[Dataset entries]
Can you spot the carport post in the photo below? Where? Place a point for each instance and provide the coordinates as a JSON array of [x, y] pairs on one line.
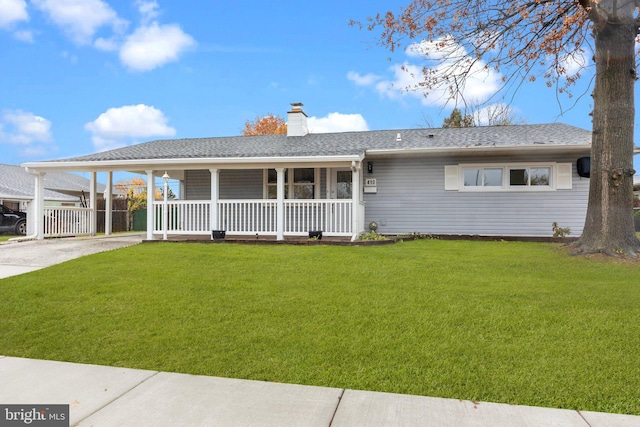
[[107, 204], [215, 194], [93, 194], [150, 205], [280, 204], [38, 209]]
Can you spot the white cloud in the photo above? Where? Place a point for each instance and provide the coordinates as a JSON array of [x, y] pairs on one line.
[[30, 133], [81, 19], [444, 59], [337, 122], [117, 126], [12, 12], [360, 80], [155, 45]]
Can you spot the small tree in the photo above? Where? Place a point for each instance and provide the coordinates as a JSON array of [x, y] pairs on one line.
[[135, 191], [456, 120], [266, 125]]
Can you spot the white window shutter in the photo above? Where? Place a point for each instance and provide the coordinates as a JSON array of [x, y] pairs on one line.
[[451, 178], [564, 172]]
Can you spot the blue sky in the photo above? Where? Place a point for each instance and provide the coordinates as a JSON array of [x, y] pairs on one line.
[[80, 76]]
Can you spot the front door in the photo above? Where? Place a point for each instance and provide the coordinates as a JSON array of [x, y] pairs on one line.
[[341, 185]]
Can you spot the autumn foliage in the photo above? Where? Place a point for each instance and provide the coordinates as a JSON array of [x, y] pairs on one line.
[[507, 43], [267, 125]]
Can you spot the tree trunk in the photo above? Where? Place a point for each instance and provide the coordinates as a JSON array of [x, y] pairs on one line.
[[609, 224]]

==

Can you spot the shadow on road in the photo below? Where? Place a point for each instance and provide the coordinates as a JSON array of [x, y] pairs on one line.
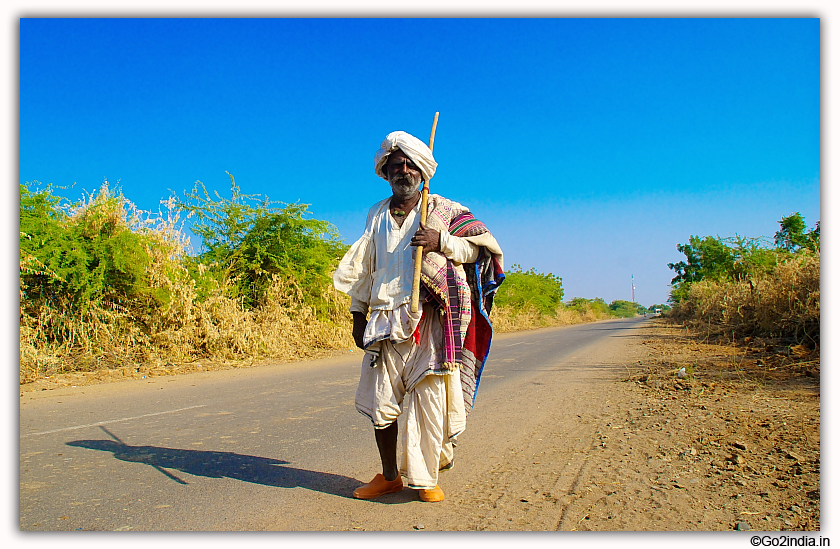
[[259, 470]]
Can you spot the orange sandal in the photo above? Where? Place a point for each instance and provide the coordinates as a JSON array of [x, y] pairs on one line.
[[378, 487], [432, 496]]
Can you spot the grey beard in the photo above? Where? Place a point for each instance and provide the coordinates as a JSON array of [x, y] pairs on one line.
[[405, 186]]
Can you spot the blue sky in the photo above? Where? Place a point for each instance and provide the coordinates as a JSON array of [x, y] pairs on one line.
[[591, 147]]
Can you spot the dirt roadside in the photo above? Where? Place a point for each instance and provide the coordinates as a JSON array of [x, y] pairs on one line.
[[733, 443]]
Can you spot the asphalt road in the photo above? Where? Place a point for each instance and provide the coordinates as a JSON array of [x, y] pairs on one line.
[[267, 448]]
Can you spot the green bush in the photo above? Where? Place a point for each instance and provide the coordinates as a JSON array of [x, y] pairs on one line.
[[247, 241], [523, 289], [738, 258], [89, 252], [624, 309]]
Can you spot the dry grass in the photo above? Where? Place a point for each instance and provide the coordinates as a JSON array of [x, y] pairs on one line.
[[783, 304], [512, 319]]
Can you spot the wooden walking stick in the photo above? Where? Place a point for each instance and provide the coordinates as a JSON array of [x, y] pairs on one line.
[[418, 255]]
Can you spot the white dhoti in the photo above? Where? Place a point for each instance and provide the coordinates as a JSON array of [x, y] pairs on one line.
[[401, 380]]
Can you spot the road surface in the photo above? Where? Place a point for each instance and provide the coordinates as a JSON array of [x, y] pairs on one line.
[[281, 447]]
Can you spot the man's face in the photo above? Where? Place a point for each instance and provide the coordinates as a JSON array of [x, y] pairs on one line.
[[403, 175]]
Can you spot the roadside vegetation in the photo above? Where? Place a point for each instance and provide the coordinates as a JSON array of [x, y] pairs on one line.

> [YOUR GOAL]:
Please make an exact copy of the lines above from the line with "Can you spot the white dhoti" through the line with "Can you spot the roadside", both ends included.

> [EXERCISE OUTPUT]:
Can you spot the white dhoti in the photo above? Where? Place a point for each instance and provide the coordinates as a JSON array of [x, y] pairs on one line.
[[401, 380]]
Can you spot the road surface in the photo above? Where? Place a point for each instance and provide the coordinates as a JSON array of [x, y] pairs on one line.
[[281, 447]]
Can you spot the man's face in the photo above? Where? Place a point for each instance and provide the coordinates as a JSON array of [x, y] pairs on one line.
[[403, 175]]
Can you spot the roadside vegetation in the photo above? Where? Place a point for each instance and provide the coordinates as a JSON array of [x, y] pairs on one line.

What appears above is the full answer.